%%

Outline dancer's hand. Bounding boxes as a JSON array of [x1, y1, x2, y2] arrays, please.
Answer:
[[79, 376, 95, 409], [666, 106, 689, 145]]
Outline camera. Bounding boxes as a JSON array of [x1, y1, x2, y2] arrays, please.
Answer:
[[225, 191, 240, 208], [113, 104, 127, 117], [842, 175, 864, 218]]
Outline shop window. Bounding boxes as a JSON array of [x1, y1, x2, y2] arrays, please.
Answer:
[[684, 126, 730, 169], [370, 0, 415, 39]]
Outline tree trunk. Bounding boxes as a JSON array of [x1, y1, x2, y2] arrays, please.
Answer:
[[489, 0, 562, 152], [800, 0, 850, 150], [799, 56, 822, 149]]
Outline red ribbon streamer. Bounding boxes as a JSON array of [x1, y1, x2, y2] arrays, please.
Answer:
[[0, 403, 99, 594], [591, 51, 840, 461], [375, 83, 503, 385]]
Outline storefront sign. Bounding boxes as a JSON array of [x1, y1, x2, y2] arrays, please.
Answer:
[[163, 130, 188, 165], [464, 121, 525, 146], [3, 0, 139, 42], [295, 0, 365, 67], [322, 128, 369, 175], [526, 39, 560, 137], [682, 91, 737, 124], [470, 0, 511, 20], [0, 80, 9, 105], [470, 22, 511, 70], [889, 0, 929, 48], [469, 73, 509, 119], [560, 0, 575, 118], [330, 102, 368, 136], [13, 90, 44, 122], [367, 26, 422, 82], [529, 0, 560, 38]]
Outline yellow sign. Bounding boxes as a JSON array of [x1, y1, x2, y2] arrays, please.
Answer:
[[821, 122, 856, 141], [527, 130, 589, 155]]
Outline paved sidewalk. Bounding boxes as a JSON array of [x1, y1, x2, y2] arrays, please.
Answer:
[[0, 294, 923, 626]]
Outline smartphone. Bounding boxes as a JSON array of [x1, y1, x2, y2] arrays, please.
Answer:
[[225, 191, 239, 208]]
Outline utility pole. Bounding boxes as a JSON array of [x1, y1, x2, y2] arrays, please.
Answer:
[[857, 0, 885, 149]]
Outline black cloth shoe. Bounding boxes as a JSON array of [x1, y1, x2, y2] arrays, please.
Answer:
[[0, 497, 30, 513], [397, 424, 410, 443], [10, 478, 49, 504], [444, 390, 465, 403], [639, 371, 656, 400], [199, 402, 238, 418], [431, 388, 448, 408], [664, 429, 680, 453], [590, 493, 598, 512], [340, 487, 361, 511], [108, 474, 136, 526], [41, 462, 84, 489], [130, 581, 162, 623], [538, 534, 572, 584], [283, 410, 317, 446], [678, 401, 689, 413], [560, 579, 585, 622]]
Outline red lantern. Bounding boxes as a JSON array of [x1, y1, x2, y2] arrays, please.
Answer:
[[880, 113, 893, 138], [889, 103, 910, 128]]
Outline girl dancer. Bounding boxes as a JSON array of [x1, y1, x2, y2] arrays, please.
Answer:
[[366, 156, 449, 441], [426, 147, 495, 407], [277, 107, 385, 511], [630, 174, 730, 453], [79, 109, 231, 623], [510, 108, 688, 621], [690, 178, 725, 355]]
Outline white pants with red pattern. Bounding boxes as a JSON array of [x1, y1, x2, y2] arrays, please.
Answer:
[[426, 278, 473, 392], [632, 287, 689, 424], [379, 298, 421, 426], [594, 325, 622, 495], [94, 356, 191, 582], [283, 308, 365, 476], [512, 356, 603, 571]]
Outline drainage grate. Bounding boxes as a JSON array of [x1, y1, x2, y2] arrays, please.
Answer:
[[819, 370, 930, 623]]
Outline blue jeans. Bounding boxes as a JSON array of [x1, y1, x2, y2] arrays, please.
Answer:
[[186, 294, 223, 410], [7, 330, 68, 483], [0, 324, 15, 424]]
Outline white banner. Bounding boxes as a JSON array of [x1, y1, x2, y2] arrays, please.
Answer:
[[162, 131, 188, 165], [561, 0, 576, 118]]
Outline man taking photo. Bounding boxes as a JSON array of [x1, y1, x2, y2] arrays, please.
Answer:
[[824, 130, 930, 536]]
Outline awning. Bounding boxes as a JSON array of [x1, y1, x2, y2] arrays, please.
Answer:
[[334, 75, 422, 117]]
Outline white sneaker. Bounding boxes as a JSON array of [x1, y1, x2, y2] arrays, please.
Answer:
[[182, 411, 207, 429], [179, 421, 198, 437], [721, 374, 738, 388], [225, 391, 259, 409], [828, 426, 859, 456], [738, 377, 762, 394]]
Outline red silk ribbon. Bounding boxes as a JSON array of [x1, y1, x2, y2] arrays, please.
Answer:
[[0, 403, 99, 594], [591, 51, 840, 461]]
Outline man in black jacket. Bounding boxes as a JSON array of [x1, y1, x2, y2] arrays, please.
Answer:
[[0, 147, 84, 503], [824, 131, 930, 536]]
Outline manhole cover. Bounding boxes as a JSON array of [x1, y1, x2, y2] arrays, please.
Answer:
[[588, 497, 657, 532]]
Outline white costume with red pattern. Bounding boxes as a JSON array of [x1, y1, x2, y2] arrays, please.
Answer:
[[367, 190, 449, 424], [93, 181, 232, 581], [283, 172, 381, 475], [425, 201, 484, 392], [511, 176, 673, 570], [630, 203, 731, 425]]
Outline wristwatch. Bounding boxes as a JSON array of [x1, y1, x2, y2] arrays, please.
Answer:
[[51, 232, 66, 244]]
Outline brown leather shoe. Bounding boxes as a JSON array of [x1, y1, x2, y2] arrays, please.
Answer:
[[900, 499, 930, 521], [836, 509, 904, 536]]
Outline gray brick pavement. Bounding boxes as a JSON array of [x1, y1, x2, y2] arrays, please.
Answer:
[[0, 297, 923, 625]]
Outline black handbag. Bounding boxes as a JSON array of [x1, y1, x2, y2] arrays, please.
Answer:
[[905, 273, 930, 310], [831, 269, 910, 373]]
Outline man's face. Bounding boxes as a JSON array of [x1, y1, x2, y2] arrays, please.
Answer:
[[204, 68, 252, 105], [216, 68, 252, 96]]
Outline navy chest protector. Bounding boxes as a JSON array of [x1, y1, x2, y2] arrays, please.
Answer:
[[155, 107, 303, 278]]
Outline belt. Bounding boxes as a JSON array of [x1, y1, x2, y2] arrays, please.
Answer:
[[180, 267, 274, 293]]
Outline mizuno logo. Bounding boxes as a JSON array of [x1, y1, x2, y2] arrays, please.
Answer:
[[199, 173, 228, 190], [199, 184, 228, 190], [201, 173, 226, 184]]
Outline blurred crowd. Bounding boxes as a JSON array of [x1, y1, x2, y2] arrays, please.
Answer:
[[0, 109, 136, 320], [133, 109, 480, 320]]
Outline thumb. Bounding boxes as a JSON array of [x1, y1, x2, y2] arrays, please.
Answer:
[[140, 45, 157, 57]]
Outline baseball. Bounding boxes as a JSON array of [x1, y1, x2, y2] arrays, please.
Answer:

%%

INSTRUCTIONS TO FOLLOW
Wherever the word "dancer" turns up in the records, copy out the line it is on.

TASK RESULT
Outline dancer's hand. Bounding boxes as a JSON array of [x1, y1, x2, y2] arrays, please.
Outline girl dancer. Bounding boxes as a JSON array of [x1, y1, x2, y2] arrays, please.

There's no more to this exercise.